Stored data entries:
┏━━
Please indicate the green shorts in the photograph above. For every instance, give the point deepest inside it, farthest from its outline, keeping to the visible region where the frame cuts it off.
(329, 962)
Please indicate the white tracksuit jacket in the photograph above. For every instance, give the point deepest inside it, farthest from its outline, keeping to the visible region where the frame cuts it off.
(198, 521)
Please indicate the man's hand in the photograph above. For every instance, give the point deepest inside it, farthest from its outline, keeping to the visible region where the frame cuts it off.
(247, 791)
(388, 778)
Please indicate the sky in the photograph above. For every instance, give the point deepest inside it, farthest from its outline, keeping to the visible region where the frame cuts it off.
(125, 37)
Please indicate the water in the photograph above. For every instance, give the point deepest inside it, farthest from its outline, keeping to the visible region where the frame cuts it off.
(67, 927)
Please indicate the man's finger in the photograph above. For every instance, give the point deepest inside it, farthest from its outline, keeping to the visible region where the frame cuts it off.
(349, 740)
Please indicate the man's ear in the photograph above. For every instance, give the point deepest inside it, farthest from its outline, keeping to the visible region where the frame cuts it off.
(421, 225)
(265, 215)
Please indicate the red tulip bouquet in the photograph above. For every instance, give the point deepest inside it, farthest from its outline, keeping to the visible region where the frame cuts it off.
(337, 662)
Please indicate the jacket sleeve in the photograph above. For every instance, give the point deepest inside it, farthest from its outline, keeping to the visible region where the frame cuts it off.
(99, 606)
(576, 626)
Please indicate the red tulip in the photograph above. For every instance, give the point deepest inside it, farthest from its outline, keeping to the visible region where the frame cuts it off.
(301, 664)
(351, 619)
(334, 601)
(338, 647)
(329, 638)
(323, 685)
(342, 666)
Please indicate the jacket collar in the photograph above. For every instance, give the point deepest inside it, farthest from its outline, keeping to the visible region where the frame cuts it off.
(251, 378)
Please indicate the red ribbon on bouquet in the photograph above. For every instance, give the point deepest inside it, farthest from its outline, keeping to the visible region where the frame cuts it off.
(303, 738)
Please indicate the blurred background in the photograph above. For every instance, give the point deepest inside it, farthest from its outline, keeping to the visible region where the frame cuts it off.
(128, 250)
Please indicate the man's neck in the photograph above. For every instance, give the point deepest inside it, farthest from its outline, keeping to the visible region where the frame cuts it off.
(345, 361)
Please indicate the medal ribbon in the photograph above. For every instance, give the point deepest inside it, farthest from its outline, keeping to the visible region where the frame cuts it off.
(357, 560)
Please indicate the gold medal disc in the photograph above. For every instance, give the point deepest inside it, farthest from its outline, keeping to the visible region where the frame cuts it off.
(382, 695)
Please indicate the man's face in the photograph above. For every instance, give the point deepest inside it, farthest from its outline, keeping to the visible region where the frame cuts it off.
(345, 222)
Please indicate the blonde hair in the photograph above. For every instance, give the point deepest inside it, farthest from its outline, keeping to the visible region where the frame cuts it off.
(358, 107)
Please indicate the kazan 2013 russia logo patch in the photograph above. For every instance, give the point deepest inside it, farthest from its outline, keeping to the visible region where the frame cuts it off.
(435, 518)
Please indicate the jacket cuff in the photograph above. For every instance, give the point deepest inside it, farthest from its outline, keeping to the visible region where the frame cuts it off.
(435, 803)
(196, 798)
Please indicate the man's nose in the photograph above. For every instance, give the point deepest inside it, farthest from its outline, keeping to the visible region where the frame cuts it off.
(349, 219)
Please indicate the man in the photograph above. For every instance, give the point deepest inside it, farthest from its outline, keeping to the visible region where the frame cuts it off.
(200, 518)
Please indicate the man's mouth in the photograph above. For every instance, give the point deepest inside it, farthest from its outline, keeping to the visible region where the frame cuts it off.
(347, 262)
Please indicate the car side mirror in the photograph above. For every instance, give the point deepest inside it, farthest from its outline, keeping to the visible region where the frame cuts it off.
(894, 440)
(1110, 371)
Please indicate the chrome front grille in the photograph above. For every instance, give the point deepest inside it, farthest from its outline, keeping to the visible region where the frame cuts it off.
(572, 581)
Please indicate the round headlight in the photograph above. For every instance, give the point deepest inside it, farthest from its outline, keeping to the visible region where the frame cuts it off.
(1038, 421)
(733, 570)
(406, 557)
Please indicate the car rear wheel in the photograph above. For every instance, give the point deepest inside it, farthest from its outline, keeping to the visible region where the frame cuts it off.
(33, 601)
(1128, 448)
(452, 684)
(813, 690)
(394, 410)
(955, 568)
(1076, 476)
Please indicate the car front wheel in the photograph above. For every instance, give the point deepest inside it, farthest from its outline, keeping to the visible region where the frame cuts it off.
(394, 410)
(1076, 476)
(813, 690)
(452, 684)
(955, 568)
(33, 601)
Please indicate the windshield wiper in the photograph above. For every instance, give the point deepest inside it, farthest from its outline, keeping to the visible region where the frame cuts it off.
┗━━
__TASK TO COMPLETE__
Restating the data word for word is the whole task.

__SOLUTION FOR THIS PROBLEM__
Please indicate the green shorts in the photograph above. For every instance, give the point deepest inside it, farthest from its outline, keeping to the visible region where the frame cuts it off.
(329, 962)
Please indicate the white tracksuit jacket in the photograph above. For every instance, give the point deepest inside it, farthest from its outline, keeping to the visible region where the frame cuts it off.
(198, 521)
Please indicate the man's hand in the photograph above. For every instance, give the point deepest inside it, farthest from its outline, keeping to the visible region where the frame cuts it off.
(247, 791)
(388, 778)
Please indicate the sky in the photograph above. For every instance, give the point deepest inside it, farthest from its outline, keeping to the visible region where the frame cuts it off.
(125, 37)
Please indicate the water in the photograph above. For every instance, give the point deepest inside it, farthest from its outline, keeping to the visible region where the frame cuts it off.
(67, 927)
Please indicate the man's finger in the photograph above. For every instance, give the point deepest inside it, farthest from its outline, keeping to the visible region where the frame cuts it off.
(349, 740)
Please indicate the man's ear in the photograph above. For every instance, give the point deepest inside it, farthest from its outline, keeping to the visible region where the frame cuts it off.
(421, 225)
(265, 215)
Please indicate the red tulip bouquet in the photograph above. For every instance, give the point deepest inside it, farthest from its outline, keeping to the visible region where the frame cuts it off.
(337, 662)
Please indicate the jacket sleeve in the photograph above. For every instance, give the point deepest inside it, farthest from its outline, keeping to the visible region where the frame cuts it off.
(99, 606)
(576, 626)
Please indicate the red tulip in the photograph above. For every instance, give the point deepest inside it, farthest from its outline, keeping to the visible region where the frame cuts it off.
(301, 664)
(351, 619)
(334, 601)
(338, 647)
(329, 638)
(323, 685)
(342, 666)
Please indicate the jacket collar in the photograph above. For every instance, give the point deepest inside it, farthest from its outline, keeping to the visible region where the frame cuts it off.
(251, 378)
Please indicate the red ribbon on bouquet in the photograph above. For every instance, give the point deepest inside it, farthest from its outline, keeping to the visible region where the frame cuts it off.
(303, 738)
Please indicate the blurred background in the photograph above. For every instance, give the point deepest inside it, farthest from its outline, keeping to the visible region where the frame cuts it off.
(128, 250)
Please indicate the man's neck in the photograph above. For every instance, give the point deepest inside it, farthest from its outline, keeping to the visible region where the frame cuts it off.
(345, 361)
Please indicate the medal ribbon in the photograph above. For every instance, give the point deepest inside it, farthest from its outline, keeping to the visible region where the frame cuts it off.
(357, 560)
Please indicate the gold medal disc in the photograph above. For every instance, give the point deepest inside it, farthest from its outline, keeping to the visible region where the frame cuts it off.
(382, 695)
Please indicate the man's face in the photograph above. For every instance, give the point deepest inside it, farthest from its outline, keeping to the visible region where the frame cuts it off.
(345, 222)
Please indicate the blonde hair in the photograph above. For every instance, give the point deepest inside it, farthest from its outline, keeping to the visible region where the frame cuts it off.
(358, 107)
Please indicate the kazan 2013 russia logo patch in the photograph above. For every instance, give the point deepest inside it, farthest from its outline, keeping to the visible region where the frame cuts it off.
(435, 518)
Please indicate the jacket cuff in the photograph above. For every instance, give the point deepest inside it, farthest from its outline, keeping to the visible region where the frame cuts it off.
(435, 803)
(196, 798)
Please indicate the man's nose in the photograph above. For every instance, give the point deepest inside it, farthest from its outline, keeping to the visible region where the frame cuts it off.
(349, 219)
Please indicate the man in the photograph above. For every instance, give the point deepest inside it, farthest from its outline, keeping to the visible region where the frame cuts it off.
(200, 518)
Please indicate the man's mouth in the photograph above. For every instance, give the point deepest inside it, farthest from its outline, keeping to the visible region where the frame cuts it off.
(347, 262)
Please indicate the car side mirror in the photograph above. For every instance, give the point deepest inside it, farthest from its outline, keeping to the visible region where the frame cuts it off.
(894, 440)
(1110, 371)
Please indicate the chrome front grille in the photograph above. For every instance, give the point deepest inside it, farthest from its outline, keeping to the visible region where the frame cuts it off.
(572, 581)
Please indicate the round headlight in the photograph above. For every instance, give the point deepest inside it, farthest from its outline, keeping to the visible region where the frame cuts it off.
(1038, 421)
(733, 570)
(406, 557)
Please indicate the car rear wheel in the photograph above. For every instance, give the point deepest inside it, farthest from its outline, keeping to the visible region where the frame cuts it off.
(33, 601)
(1128, 448)
(452, 684)
(813, 690)
(394, 410)
(955, 568)
(1076, 476)
Please indicate the car front wheel in the photograph above. For every instance, give the point deepest inside it, farthest from its outline, keeping to the visible region where the frame cuts it off.
(394, 410)
(1076, 476)
(813, 690)
(452, 684)
(955, 568)
(33, 601)
Please indicate the windshield wiper in the photograph above. For every instance, give the point deepest inside it, farthest from its outline, keeping to the visible region where the frame cuts it off.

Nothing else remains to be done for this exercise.